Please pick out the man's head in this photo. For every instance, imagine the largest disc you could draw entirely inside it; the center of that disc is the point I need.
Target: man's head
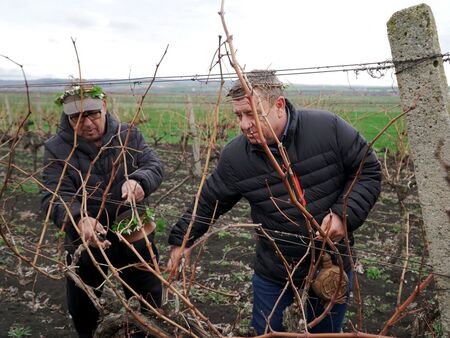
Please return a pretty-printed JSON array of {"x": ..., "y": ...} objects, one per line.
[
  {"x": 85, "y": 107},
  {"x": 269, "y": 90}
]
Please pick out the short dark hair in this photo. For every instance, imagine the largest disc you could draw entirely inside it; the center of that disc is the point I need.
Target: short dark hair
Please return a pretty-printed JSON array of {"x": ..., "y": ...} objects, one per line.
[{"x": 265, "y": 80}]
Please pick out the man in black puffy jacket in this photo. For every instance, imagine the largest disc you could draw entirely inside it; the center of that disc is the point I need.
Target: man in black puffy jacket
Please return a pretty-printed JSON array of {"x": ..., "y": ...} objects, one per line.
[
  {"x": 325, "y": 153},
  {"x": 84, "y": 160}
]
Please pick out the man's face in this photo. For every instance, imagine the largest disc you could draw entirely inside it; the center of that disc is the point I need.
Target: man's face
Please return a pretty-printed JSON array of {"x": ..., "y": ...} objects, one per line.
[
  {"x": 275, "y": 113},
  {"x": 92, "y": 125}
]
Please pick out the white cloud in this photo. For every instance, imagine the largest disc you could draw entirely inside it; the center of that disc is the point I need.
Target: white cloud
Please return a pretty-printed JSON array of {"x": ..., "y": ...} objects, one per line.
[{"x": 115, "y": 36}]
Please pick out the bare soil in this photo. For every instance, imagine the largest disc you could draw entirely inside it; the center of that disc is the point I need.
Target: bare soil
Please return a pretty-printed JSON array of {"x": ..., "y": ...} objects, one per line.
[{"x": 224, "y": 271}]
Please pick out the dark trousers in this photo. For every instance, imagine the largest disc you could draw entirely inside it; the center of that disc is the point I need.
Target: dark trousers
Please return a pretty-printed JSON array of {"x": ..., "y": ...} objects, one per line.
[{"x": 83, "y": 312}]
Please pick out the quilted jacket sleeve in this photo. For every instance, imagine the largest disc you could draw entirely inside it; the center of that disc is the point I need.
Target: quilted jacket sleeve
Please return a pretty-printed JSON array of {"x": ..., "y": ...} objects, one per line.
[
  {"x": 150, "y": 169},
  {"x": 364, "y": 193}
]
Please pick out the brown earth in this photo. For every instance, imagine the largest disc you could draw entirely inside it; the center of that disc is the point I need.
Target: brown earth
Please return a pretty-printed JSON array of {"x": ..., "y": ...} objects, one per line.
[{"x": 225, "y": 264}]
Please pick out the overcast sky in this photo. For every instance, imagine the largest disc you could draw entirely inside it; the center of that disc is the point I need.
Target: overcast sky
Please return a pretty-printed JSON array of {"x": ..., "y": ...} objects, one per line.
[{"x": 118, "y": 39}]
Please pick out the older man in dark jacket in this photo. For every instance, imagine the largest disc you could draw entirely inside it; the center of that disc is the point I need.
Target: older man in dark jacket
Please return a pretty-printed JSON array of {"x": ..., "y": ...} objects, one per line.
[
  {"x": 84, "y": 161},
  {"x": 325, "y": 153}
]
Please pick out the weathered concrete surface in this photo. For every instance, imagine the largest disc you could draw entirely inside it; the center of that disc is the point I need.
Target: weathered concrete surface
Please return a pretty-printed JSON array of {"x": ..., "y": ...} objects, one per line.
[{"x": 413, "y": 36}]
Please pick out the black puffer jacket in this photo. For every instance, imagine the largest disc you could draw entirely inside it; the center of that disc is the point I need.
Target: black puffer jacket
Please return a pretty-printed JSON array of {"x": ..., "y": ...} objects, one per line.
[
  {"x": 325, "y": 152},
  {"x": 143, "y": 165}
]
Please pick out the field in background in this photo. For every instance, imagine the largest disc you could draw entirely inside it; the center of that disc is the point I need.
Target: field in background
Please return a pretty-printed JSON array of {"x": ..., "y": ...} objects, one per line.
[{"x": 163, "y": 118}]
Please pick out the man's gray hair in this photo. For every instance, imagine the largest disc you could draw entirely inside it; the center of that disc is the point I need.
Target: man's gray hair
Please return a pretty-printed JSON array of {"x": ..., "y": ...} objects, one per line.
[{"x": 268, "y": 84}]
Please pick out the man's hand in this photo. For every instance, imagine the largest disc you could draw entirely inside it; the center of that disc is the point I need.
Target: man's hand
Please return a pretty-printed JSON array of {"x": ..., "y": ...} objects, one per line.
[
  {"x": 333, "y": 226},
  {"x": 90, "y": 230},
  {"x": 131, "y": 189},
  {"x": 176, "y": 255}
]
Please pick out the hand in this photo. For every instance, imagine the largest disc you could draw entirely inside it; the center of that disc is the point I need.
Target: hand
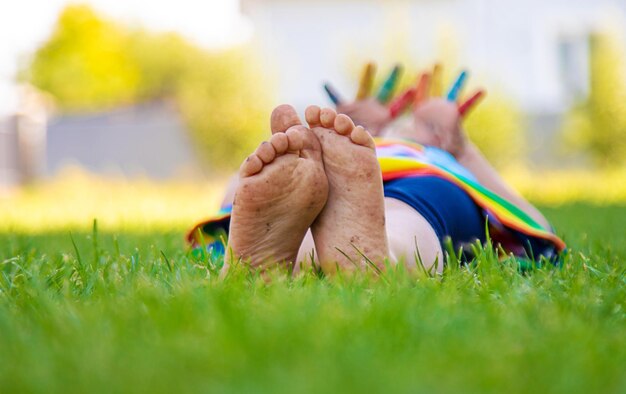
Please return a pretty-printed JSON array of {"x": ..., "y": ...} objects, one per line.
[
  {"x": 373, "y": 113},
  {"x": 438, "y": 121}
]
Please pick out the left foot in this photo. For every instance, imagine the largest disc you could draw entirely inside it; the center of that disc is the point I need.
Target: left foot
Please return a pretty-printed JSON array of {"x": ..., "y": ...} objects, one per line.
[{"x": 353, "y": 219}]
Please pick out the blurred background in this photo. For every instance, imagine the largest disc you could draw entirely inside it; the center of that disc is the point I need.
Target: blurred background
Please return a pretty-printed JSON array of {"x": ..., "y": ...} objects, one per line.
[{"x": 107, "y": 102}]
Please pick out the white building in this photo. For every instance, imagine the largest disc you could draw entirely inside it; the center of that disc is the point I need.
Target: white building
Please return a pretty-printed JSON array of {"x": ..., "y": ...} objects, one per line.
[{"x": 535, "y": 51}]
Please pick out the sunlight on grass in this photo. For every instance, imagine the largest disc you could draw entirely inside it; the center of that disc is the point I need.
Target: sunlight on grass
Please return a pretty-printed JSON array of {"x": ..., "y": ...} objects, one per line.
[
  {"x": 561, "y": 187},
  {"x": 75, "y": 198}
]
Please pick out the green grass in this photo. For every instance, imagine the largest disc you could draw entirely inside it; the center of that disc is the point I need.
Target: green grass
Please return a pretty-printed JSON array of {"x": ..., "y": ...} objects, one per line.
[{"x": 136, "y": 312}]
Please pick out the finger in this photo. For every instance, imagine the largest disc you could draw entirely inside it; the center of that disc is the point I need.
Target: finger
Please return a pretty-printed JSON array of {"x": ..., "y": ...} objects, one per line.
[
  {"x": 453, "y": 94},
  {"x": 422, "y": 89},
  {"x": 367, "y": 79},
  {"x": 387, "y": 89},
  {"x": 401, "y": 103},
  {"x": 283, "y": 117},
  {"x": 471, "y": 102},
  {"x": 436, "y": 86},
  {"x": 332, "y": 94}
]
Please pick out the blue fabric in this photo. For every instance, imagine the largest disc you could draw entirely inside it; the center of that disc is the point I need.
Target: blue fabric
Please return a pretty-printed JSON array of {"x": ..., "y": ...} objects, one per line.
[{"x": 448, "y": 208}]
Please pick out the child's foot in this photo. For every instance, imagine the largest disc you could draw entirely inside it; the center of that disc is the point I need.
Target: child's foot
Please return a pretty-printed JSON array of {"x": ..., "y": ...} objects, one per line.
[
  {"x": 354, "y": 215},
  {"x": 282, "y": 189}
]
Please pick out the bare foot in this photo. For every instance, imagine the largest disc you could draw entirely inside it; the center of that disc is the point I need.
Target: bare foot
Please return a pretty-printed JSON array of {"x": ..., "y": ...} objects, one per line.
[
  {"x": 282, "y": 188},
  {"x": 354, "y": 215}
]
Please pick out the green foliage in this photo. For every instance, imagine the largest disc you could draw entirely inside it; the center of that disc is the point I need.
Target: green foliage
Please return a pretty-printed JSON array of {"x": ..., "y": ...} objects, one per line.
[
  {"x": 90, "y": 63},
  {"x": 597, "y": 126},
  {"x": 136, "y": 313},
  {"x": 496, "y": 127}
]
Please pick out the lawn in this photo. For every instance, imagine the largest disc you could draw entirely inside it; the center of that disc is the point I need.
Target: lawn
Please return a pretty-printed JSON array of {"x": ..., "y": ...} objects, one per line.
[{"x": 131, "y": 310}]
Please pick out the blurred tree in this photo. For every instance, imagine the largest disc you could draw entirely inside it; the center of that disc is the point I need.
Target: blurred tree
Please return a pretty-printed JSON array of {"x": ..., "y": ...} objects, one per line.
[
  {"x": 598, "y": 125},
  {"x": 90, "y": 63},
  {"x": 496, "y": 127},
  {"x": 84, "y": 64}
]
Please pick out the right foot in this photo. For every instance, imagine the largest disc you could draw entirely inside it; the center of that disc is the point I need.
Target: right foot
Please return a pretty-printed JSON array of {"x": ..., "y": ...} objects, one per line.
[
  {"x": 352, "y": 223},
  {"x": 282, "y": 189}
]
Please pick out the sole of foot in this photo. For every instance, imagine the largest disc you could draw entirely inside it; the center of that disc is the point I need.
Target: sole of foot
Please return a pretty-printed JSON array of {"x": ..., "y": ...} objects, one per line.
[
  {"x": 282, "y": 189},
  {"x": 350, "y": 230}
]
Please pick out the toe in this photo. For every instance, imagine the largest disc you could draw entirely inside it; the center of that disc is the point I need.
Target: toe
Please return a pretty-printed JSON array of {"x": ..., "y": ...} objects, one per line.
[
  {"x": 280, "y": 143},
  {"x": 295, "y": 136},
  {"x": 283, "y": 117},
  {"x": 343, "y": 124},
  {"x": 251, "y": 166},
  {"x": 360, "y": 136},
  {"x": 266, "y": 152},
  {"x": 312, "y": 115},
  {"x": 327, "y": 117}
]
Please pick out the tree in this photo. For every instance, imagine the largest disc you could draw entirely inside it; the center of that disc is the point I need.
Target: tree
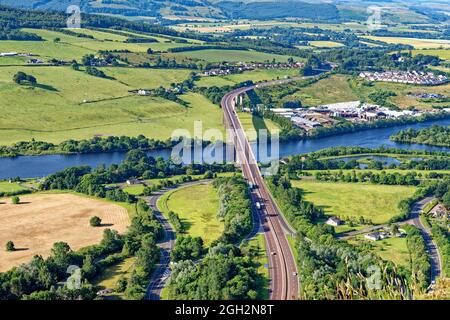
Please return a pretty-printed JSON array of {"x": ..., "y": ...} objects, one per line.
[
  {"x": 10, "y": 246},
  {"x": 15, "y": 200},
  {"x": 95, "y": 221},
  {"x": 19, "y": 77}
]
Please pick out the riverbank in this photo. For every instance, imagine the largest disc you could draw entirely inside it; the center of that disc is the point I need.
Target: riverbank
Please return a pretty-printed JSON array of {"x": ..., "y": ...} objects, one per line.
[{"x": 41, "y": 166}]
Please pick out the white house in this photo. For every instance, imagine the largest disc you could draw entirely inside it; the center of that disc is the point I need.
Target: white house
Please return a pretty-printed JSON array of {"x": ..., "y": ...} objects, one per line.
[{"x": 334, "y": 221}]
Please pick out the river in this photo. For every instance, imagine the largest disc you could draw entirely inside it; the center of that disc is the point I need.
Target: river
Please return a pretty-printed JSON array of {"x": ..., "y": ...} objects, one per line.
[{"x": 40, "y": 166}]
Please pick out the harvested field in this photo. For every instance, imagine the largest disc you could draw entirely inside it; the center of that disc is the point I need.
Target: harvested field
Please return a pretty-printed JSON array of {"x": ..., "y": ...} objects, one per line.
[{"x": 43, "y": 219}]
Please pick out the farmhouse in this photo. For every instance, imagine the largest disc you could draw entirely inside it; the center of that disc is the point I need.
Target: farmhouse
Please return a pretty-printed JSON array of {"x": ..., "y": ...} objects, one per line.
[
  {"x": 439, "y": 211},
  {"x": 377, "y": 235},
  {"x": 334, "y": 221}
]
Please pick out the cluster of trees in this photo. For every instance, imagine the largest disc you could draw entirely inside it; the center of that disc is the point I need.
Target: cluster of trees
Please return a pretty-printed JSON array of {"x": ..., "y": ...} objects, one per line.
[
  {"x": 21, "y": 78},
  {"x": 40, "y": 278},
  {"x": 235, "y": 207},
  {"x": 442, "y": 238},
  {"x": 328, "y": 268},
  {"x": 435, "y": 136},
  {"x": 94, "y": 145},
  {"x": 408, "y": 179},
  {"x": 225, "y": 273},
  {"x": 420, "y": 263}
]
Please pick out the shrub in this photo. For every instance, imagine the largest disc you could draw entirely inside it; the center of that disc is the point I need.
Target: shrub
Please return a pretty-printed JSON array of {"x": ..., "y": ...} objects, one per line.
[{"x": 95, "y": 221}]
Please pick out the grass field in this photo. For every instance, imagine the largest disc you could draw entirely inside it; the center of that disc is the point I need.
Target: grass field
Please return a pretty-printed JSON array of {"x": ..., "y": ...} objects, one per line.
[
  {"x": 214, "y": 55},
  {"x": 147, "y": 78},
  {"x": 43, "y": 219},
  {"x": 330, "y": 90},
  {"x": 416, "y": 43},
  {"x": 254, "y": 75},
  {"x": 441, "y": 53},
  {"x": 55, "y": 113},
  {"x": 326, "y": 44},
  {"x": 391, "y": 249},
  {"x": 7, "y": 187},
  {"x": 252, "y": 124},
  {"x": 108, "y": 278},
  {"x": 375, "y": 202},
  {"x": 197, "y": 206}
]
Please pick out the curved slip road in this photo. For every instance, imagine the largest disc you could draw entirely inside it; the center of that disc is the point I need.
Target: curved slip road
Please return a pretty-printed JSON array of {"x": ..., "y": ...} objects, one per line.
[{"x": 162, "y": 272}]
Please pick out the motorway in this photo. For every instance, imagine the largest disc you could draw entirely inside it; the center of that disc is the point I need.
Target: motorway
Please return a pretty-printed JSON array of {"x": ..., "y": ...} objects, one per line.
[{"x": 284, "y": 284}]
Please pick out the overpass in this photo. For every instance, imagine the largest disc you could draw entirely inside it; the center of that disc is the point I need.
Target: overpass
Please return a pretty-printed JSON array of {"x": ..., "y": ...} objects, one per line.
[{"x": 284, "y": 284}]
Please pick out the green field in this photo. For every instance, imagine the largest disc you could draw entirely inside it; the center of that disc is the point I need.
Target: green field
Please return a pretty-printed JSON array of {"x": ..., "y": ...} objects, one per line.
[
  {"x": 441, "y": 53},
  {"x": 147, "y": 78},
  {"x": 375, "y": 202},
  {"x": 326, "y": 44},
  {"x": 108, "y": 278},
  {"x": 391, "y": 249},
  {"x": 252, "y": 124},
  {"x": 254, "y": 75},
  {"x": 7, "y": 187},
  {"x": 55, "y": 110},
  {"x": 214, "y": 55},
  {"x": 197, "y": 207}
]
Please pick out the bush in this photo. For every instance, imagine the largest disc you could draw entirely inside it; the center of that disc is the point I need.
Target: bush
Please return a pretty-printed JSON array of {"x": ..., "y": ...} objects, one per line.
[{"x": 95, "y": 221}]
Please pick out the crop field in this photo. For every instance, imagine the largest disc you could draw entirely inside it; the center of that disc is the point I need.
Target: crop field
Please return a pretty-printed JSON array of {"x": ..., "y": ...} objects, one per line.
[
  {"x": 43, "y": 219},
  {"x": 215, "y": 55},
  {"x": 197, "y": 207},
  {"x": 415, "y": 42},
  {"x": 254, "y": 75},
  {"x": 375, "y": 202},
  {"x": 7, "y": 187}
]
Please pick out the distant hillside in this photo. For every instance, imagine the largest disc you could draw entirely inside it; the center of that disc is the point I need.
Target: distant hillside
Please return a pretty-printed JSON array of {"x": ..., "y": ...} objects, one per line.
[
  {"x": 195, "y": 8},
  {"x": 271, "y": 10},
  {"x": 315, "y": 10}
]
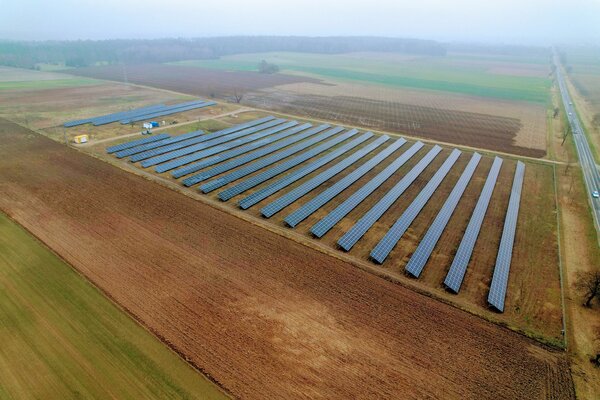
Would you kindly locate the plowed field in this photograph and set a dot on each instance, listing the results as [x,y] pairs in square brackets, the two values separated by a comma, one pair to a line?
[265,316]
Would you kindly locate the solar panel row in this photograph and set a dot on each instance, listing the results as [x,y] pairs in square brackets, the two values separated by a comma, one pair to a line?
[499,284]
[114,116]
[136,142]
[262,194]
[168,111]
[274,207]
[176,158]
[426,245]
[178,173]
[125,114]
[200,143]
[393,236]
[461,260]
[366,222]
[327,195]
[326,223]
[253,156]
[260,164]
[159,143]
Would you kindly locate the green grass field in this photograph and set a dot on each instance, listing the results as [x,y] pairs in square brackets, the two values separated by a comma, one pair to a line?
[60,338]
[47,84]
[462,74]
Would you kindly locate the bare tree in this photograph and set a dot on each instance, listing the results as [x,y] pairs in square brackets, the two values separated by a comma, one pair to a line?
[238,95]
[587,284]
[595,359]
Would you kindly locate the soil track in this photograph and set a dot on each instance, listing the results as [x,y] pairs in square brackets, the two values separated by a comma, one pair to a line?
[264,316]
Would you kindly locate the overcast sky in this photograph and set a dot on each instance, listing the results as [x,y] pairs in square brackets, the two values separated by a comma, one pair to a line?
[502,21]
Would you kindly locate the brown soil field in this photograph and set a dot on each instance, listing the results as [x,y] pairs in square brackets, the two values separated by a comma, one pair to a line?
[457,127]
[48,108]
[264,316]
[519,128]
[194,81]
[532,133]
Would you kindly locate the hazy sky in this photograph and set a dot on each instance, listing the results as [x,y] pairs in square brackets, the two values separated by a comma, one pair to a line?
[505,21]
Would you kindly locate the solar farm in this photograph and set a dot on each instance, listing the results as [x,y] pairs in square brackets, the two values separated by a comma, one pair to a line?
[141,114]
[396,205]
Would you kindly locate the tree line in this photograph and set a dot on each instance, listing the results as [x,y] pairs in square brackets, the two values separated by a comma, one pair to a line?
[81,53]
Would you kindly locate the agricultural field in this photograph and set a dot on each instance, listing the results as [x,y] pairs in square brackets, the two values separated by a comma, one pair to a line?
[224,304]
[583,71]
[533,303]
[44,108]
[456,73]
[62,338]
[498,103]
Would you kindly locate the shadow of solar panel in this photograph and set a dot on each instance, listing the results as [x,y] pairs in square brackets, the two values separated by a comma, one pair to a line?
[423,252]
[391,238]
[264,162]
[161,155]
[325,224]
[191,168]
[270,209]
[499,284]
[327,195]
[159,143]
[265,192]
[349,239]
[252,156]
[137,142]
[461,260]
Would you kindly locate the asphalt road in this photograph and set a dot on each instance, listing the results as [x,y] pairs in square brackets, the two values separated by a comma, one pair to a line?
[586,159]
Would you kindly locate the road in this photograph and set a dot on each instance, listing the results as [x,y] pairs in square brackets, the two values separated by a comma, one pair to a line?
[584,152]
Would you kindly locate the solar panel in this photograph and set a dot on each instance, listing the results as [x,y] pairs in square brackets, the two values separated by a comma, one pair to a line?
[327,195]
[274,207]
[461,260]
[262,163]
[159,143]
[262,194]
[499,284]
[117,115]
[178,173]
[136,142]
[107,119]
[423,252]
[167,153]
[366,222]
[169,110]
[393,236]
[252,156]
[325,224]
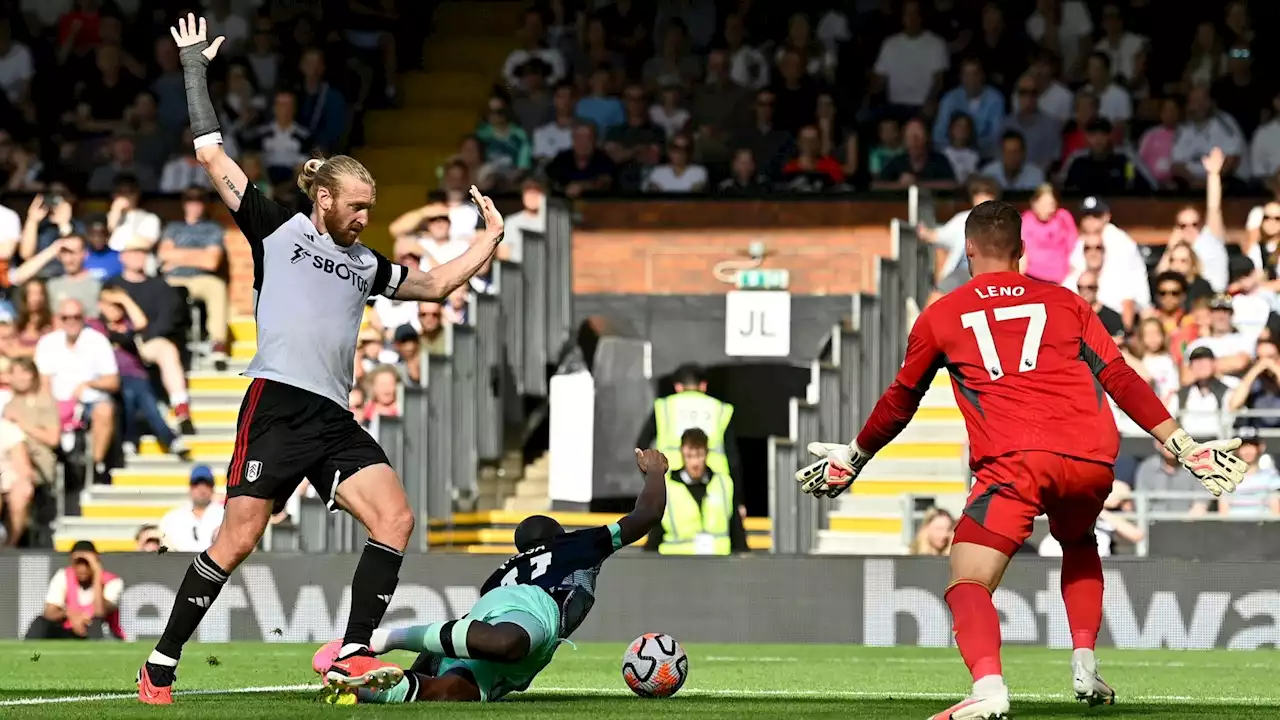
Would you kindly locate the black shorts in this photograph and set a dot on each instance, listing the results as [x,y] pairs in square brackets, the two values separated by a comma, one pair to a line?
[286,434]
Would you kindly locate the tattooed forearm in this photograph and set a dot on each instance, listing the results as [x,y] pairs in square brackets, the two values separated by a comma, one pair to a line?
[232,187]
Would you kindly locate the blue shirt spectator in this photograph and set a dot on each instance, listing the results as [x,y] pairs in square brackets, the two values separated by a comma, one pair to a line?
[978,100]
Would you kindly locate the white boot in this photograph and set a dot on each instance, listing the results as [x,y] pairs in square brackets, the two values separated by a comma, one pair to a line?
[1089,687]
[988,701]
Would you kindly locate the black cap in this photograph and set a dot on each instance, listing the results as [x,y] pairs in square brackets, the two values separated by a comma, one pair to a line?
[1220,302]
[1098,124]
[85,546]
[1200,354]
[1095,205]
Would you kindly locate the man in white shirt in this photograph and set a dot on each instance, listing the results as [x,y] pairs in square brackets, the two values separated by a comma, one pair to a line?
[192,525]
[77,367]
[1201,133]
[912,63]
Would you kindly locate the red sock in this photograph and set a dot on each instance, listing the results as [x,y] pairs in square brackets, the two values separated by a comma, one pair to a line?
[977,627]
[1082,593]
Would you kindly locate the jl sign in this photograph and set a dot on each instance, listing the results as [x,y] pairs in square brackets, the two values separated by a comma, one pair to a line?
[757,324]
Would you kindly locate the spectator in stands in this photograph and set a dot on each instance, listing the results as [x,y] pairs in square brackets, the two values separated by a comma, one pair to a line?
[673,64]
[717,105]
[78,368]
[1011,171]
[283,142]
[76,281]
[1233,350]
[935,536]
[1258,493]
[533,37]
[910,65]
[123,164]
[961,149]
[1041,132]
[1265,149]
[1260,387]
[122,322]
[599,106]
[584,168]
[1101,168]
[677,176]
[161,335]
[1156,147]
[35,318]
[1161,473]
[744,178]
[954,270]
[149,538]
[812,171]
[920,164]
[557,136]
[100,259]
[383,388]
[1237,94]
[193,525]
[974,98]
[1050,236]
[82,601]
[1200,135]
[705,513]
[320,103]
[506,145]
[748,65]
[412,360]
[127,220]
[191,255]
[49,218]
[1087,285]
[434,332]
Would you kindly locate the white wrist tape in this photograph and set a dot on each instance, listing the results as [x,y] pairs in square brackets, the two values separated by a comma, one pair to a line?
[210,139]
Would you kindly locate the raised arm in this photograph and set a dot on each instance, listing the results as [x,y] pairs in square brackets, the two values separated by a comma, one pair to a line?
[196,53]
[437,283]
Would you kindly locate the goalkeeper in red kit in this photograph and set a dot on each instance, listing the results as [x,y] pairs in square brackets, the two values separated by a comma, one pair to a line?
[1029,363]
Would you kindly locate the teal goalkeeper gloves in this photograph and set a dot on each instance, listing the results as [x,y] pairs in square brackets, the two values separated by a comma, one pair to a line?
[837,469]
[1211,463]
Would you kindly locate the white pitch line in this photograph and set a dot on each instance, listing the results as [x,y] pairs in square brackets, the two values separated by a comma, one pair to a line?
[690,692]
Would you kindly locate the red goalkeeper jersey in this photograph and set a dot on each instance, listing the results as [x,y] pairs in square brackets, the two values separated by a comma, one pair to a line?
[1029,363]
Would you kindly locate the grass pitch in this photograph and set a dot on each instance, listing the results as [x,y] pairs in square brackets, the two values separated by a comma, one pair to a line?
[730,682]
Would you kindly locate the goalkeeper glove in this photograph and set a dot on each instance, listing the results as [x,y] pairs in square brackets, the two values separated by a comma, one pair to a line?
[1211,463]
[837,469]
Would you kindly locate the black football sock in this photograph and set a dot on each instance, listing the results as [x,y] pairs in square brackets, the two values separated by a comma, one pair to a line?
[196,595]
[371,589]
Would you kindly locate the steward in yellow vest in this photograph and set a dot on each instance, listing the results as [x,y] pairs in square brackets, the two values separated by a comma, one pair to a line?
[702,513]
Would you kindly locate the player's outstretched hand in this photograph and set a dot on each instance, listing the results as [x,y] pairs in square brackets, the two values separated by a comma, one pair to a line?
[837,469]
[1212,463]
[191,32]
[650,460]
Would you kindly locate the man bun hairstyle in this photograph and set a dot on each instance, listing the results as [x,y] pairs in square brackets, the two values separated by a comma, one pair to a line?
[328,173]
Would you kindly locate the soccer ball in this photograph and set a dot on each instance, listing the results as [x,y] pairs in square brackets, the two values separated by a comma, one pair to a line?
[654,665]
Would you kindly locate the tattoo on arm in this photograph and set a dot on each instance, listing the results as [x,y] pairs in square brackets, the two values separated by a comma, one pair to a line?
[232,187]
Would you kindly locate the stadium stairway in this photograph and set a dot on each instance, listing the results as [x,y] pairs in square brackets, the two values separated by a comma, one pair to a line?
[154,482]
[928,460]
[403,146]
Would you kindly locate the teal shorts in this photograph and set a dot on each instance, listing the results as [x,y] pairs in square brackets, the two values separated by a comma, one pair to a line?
☆ ☆ ☆ ☆ ☆ ☆ ☆
## EXERCISE INSTRUCTIONS
Looking at the data above, return every line from the one with "Target: grass field" down to the one with "Target: motorway", exactly and inclusively.

## PROBLEM SOLUTION
Target: grass field
Please return a pretty-printed JSON array of {"x": ..., "y": ...} objects, one per line.
[
  {"x": 214, "y": 55},
  {"x": 147, "y": 78},
  {"x": 43, "y": 219},
  {"x": 330, "y": 90},
  {"x": 416, "y": 43},
  {"x": 254, "y": 75},
  {"x": 441, "y": 53},
  {"x": 55, "y": 113},
  {"x": 326, "y": 44},
  {"x": 391, "y": 249},
  {"x": 7, "y": 187},
  {"x": 252, "y": 124},
  {"x": 108, "y": 278},
  {"x": 375, "y": 202},
  {"x": 197, "y": 206}
]
Please pick out the curved slip road in this photo. For every instance, imagine the largest disc you could draw entirely inside it; the center of that disc is the point I need.
Target: curved slip road
Please return a pretty-printed JSON array of {"x": ..., "y": ...} objects, one per line.
[{"x": 162, "y": 272}]
Please pick out the motorway in this photo. For every instance, imagine the largest disc you could draw entirely inside it; the center of that disc is the point I need.
Target: motorway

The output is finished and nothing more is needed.